What to work on ▸ Pull out every line of the data below that contains the word "white", and copy each one. Case counts, so only lines with the same capitalization match.
--- START ---
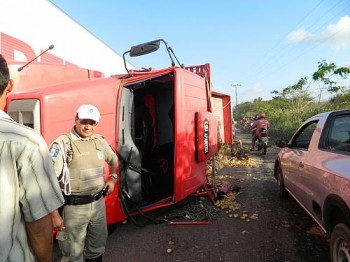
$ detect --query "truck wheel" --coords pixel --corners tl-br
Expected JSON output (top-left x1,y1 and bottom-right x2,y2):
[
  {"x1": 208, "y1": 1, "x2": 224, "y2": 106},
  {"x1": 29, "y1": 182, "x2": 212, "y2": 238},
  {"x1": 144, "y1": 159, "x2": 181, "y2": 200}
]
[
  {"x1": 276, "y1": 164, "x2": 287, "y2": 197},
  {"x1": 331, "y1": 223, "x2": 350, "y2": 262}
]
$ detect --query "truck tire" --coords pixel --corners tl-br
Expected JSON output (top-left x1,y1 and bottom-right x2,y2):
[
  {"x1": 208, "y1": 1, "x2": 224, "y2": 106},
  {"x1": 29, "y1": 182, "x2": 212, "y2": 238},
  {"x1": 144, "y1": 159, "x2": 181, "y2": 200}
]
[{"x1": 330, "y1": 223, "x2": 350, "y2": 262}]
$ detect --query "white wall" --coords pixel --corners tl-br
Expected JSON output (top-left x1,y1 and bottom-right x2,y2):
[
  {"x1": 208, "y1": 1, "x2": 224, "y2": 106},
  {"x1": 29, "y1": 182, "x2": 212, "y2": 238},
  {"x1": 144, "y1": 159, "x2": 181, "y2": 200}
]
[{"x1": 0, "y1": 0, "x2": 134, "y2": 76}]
--- END ---
--- START ---
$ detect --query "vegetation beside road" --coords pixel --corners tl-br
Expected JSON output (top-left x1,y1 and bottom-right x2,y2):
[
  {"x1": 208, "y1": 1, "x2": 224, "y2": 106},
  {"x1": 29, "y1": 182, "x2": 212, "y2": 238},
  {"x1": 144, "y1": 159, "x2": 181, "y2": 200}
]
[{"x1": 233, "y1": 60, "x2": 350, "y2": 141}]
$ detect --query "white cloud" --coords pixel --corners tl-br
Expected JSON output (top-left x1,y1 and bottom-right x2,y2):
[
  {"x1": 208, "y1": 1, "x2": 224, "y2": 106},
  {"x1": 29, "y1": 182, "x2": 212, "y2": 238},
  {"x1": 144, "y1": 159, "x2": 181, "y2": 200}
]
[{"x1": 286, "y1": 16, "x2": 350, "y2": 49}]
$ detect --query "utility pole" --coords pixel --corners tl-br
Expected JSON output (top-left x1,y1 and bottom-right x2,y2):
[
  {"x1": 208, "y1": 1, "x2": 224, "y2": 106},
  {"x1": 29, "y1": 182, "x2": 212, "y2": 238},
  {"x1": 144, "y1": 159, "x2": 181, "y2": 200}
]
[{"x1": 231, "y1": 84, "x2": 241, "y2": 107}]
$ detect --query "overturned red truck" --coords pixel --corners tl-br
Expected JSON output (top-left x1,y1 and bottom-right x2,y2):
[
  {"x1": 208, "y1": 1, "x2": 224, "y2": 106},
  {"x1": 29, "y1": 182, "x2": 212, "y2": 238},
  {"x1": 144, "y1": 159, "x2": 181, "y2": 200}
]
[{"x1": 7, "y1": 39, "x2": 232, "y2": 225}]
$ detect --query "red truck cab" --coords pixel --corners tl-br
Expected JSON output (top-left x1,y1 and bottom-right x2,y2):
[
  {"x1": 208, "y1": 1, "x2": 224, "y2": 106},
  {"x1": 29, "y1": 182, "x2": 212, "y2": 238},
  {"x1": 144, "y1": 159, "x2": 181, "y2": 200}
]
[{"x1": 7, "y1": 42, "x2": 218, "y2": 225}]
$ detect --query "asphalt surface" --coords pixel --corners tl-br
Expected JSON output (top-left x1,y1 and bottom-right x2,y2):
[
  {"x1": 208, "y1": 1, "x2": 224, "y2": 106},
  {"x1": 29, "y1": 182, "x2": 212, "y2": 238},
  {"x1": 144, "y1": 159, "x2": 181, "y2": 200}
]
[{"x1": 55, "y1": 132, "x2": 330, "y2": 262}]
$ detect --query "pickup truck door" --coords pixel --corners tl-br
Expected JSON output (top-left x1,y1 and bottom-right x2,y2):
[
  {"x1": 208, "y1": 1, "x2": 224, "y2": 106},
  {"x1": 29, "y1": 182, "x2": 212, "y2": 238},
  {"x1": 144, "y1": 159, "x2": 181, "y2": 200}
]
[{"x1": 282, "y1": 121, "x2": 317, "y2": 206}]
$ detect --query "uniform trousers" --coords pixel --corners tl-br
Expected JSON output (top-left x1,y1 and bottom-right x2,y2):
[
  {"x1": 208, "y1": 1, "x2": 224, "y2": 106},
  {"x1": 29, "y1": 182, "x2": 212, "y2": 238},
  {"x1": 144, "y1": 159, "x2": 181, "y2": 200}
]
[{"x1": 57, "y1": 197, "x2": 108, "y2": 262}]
--- END ---
Result ▸
$ detect --query "white wall" --coords pixel --corners tl-br
$ detect --query "white cloud" --coords pixel --corners tl-br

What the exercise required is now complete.